À faire —
(a) Pouvez-vous citer le passage du texte sur les pulsions et le caractère qui commence par « Pulsions et caractère » et se poursuit jusqu'à « propriétés d'un individu. » ?
(b) Pouvez-vous reproduire les enregistrements en remplaçant « white » par « gray », sans rien modifier d'autre ? Prenez uniquement ceux qui vont de la ligne contenant « Where can you find the store front? » jusqu'à la ligne contenant « (1046, 201) », ces deux lignes comprises, et laissez les images de côté.

Texte fourni —
::::::::
Pulsions et caractère nous déterminent-ils ?
Extrait du document
«
Termes du sujet:
CARACTÈRE (n.
m.) 1.
— Signe distinctif servant à reconnaître un objet.
2.
— (Lato) Propriété (FREGE distingue
les caractères du concept et les propriétés de l'objet).
3.
— (Psycho.) Ensemble des propriétés d'un individu.
4.
—
Caractérologie : classification ou étude des caractères au sens 2.
5.
— Caractéristique : a) Art de bien représenter
les pensées par des signes ; pour LEIBNIZ, la caractéristique universelle est une écriture servant au raisonnement
(— algèbre universelle).
b) Caractère spécifique.
Pulsion
Du latin pulsio, « action de pousser ».
Chez Freud, poussée, force à la limite du somatique et du psychique, faisant
tendre l'organisme vers un but et exigeant satisfaction.
Freud pose l'existence de pulsions de vie (pulsions sexuelles et d'autoconservation) et de pulsions de mort.
Nous croyons d'ordinaire que nous faisons ce que nous voulons dès lors que nous ne sommes pas sous une
contrainte ; une contrainte est une force extérieure qui s'exerce sur nous pour que nous exécutions exactement
l'acte qui nous est commandé.
Suffit-il de ne pas être sous la menace d'une violence pour être réellement libre? L'impression de liberté que nous
éprouvons correspond-elle à la réalité profonde de notre être? Spinoza remarquait : «L'homme ivre croit dire par libre
décret de son esprit ce que, dégrisé, il aurait voulu taire...
Beaucoup d'individus croient parler par libre décret de
l'esprit quand ils sont impuissants à contenir leur envie de parler» (Éthique, III, 2, scolie) ; ainsi, «les hommes se
croient libres parce qu'ils sont conscients de leurs actions et ignorants des causes qui les déterminent» (ibid.).
::::::::
Entrées extraites —
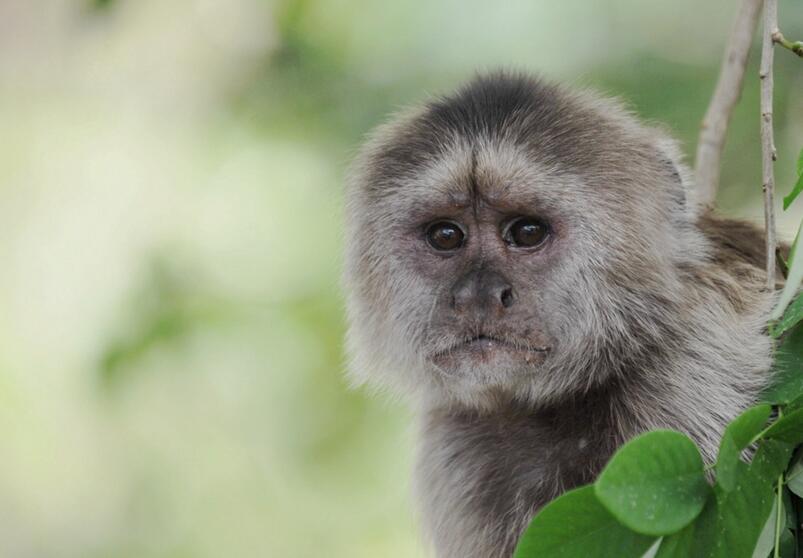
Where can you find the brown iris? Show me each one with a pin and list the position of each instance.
(445, 236)
(527, 232)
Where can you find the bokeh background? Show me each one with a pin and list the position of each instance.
(171, 176)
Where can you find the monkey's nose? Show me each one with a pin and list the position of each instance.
(483, 290)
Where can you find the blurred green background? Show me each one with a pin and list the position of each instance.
(171, 175)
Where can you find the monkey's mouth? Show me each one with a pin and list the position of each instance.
(488, 348)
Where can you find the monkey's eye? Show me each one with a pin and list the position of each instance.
(445, 236)
(526, 232)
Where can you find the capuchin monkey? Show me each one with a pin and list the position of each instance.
(529, 266)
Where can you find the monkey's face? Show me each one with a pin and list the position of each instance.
(496, 252)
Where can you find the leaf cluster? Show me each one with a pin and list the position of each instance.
(656, 498)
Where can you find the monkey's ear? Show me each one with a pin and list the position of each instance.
(681, 179)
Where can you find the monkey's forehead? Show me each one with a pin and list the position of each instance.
(507, 124)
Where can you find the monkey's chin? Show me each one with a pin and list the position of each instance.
(488, 362)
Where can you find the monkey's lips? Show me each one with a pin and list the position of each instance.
(489, 350)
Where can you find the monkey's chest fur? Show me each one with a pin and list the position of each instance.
(482, 477)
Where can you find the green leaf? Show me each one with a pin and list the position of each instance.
(653, 550)
(791, 317)
(743, 511)
(794, 479)
(766, 541)
(793, 279)
(738, 436)
(576, 524)
(696, 540)
(654, 484)
(787, 376)
(789, 428)
(788, 199)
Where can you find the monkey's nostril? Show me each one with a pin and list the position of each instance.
(507, 297)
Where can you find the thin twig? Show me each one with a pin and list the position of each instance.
(794, 46)
(726, 94)
(767, 141)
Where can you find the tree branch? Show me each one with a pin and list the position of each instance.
(767, 141)
(794, 46)
(726, 94)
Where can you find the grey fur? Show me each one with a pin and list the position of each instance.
(652, 313)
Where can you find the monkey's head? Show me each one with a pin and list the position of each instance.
(514, 240)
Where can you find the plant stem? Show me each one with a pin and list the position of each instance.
(778, 511)
(726, 94)
(767, 141)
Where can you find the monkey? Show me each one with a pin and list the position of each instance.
(529, 267)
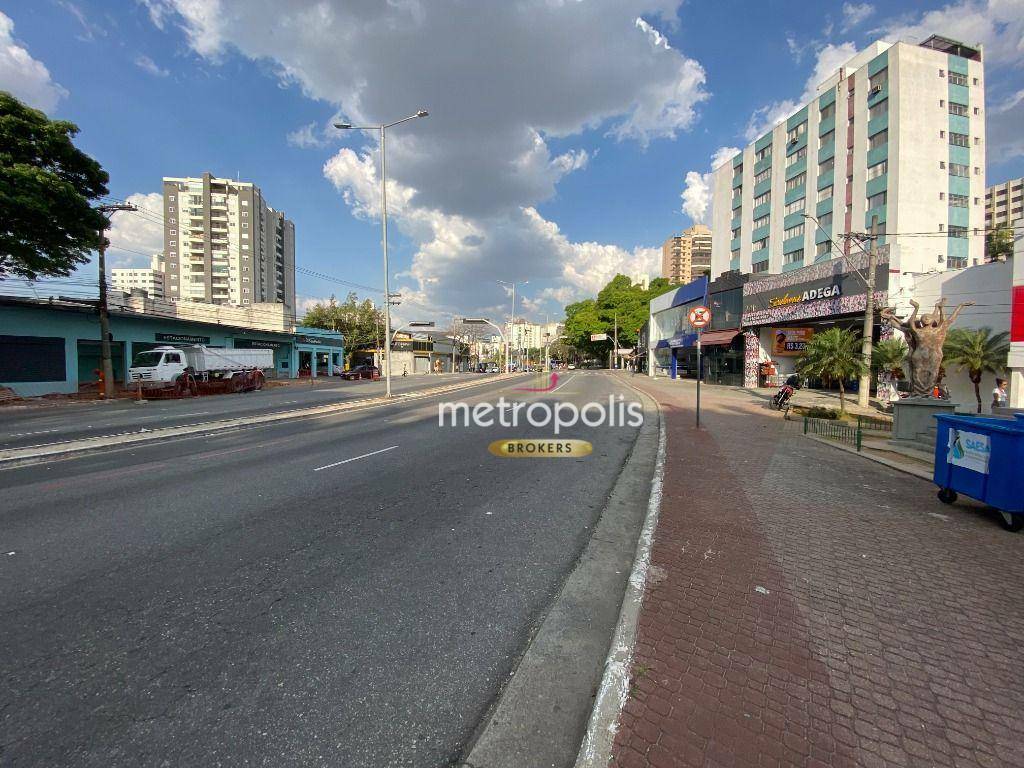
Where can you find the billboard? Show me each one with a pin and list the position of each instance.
(790, 341)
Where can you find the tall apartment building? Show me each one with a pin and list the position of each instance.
(225, 245)
(1004, 204)
(151, 281)
(685, 257)
(897, 134)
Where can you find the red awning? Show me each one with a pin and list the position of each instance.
(719, 338)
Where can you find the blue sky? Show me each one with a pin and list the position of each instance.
(560, 136)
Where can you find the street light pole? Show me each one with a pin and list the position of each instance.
(105, 359)
(387, 272)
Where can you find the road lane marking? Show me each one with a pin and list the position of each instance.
(355, 458)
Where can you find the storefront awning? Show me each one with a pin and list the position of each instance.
(719, 338)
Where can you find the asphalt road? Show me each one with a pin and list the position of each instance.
(50, 423)
(349, 590)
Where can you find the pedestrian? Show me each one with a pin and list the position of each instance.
(999, 394)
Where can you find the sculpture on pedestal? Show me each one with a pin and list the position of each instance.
(925, 337)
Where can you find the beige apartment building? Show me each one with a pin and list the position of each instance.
(225, 245)
(685, 257)
(1004, 204)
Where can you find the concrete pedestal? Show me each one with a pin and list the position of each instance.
(913, 423)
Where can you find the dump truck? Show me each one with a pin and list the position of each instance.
(188, 370)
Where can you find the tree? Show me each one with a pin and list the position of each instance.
(834, 354)
(999, 244)
(47, 224)
(357, 322)
(888, 355)
(977, 351)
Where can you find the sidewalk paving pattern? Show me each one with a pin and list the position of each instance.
(809, 607)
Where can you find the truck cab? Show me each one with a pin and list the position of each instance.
(161, 366)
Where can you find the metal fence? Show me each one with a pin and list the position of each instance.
(876, 424)
(835, 430)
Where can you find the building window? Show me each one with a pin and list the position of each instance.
(880, 138)
(876, 201)
(796, 206)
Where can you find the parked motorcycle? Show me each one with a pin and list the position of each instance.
(784, 393)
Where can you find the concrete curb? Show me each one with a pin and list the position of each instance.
(922, 473)
(548, 701)
(596, 749)
(35, 454)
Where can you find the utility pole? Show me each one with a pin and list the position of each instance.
(107, 364)
(864, 387)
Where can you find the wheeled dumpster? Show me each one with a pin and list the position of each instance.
(982, 458)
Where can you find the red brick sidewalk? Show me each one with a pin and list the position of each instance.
(808, 607)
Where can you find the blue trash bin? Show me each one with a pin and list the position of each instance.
(982, 458)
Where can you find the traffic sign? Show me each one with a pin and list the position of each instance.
(699, 316)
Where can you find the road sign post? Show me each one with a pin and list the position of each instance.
(699, 316)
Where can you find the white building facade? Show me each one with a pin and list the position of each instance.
(225, 245)
(150, 280)
(896, 136)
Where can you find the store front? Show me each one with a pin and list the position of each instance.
(782, 312)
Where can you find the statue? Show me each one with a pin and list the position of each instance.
(925, 337)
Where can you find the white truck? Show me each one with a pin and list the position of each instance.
(189, 369)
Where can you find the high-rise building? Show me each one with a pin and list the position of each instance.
(151, 281)
(896, 136)
(225, 245)
(685, 257)
(1004, 204)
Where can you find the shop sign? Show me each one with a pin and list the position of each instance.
(969, 450)
(183, 338)
(259, 344)
(810, 295)
(790, 341)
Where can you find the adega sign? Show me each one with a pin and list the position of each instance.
(810, 295)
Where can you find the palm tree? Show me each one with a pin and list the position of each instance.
(833, 354)
(978, 351)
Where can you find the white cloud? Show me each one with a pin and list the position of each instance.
(697, 194)
(500, 81)
(306, 137)
(147, 65)
(140, 232)
(855, 14)
(827, 60)
(23, 76)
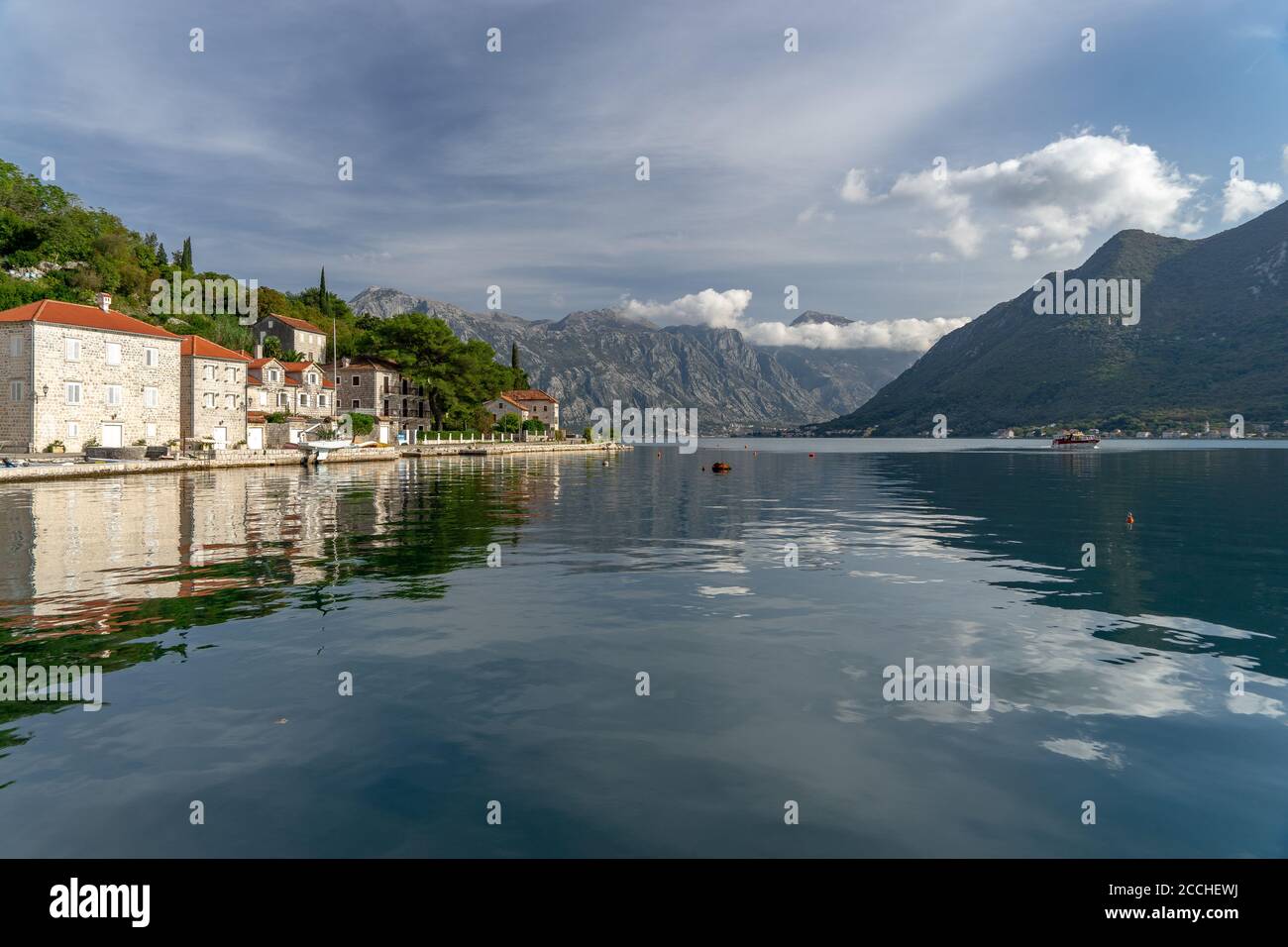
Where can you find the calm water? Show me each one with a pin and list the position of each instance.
(223, 608)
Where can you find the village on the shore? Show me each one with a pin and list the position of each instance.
(88, 379)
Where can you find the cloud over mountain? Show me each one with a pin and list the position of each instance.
(1046, 201)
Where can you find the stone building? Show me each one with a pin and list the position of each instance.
(292, 388)
(375, 386)
(82, 375)
(296, 335)
(527, 402)
(213, 393)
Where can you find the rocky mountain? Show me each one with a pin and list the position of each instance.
(1212, 341)
(589, 359)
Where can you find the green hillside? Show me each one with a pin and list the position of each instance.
(1212, 342)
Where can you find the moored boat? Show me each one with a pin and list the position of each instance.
(1074, 440)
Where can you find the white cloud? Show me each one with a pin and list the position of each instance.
(706, 308)
(728, 309)
(1244, 197)
(902, 335)
(1051, 200)
(854, 188)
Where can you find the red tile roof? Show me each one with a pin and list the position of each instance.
(196, 346)
(296, 324)
(506, 398)
(527, 394)
(84, 316)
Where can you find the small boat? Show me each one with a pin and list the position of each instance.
(1074, 440)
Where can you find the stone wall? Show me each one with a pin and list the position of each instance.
(55, 416)
(200, 421)
(16, 431)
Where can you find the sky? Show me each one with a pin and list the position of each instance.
(910, 165)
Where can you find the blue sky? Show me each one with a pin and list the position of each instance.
(814, 169)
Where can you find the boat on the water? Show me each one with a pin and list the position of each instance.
(1074, 440)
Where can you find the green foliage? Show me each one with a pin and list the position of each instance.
(456, 375)
(362, 424)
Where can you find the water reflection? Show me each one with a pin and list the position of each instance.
(230, 600)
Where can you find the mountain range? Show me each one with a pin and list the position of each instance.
(589, 359)
(1211, 342)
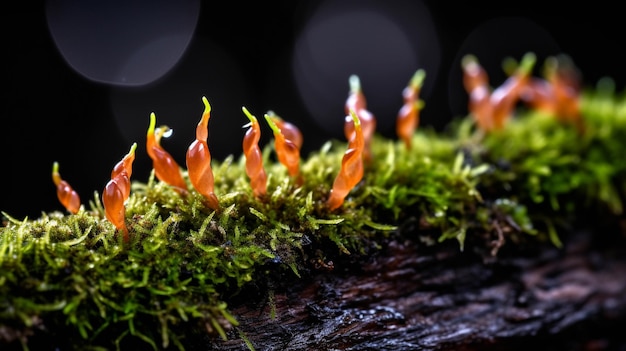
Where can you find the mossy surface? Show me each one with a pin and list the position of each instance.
(185, 262)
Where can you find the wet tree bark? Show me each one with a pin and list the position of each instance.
(418, 298)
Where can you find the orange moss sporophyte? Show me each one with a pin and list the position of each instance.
(287, 151)
(351, 171)
(356, 102)
(165, 167)
(408, 116)
(254, 158)
(67, 195)
(117, 191)
(558, 93)
(198, 160)
(491, 109)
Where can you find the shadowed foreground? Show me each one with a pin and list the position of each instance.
(412, 299)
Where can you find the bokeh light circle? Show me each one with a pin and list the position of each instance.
(122, 42)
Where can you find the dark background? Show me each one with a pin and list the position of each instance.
(242, 54)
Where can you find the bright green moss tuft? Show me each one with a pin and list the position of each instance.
(185, 262)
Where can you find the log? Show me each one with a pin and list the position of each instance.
(414, 297)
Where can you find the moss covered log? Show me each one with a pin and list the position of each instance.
(185, 262)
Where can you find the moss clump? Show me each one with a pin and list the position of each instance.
(185, 262)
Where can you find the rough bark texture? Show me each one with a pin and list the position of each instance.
(416, 298)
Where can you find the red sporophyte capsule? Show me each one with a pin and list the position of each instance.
(287, 151)
(491, 109)
(408, 116)
(117, 191)
(199, 160)
(289, 130)
(67, 196)
(356, 102)
(254, 158)
(165, 167)
(351, 171)
(559, 93)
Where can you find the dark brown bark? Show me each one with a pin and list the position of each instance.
(415, 298)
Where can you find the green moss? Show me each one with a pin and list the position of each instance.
(185, 262)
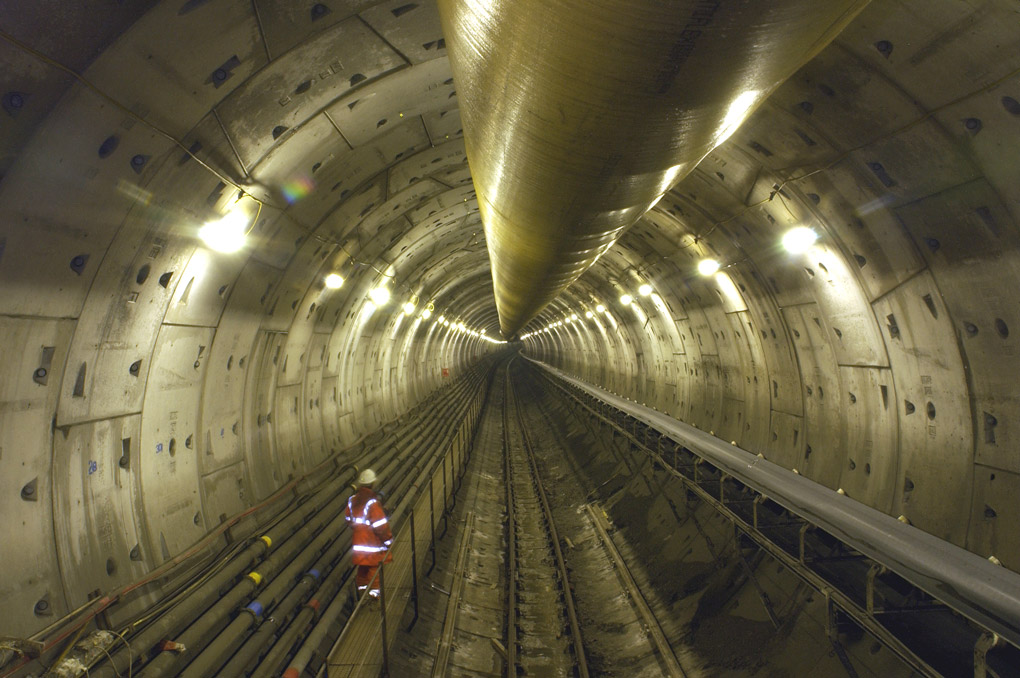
::::::::
Résultats de l'exercice —
(a)
Pulsions et caractère nous déterminent-ils ?
Extrait du document
«
Termes du sujet:
CARACTÈRE (n.
m.) 1.
— Signe distinctif servant à reconnaître un objet.
2.
— (Lato) Propriété (FREGE distingue
les caractères du concept et les propriétés de l'objet).
3.
— (Psycho.) Ensemble des propriétés d'un individu.

(b)
Where can you find the store front? Show me each one with a pin and list the position of each instance.
(782, 312)
Where can you find the statue? Show me each one with a pin and list the position of each instance.
(925, 337)
Where can you find the gray truck? Show me each one with a pin and list the position of each instance.
(189, 369)
Where can you find the high-rise building? Show me each one with a pin and list the position of each instance.
(151, 281)
(896, 136)
(225, 245)
(685, 257)
(1004, 204)
Where can you find the shop sign? Show me each one with a pin and list the position of each instance.
(969, 450)
(183, 338)
(259, 344)
(810, 295)
(790, 341)
Where can you find the adega sign? Show me each one with a pin and list the position of each instance.
(810, 295)
Where can you find the palm tree? Show me each one with a pin and list the position of each instance.
(833, 354)
(978, 351)
Where can you find the gray cloud? Show me each one with a pin and list the position of each instance.
(697, 194)
(500, 81)
(306, 137)
(147, 65)
(140, 232)
(855, 14)
(827, 60)
(23, 76)
Where can you find the calm water? Show me each one with a pin and list the position of each instance.
(223, 608)
Where can you find the village on the shore? Show me each one with a pin and list the position of each instance.
(88, 379)
Where can you find the cloud over mountain? Show me each one with a pin and list the position of each instance.
(1046, 201)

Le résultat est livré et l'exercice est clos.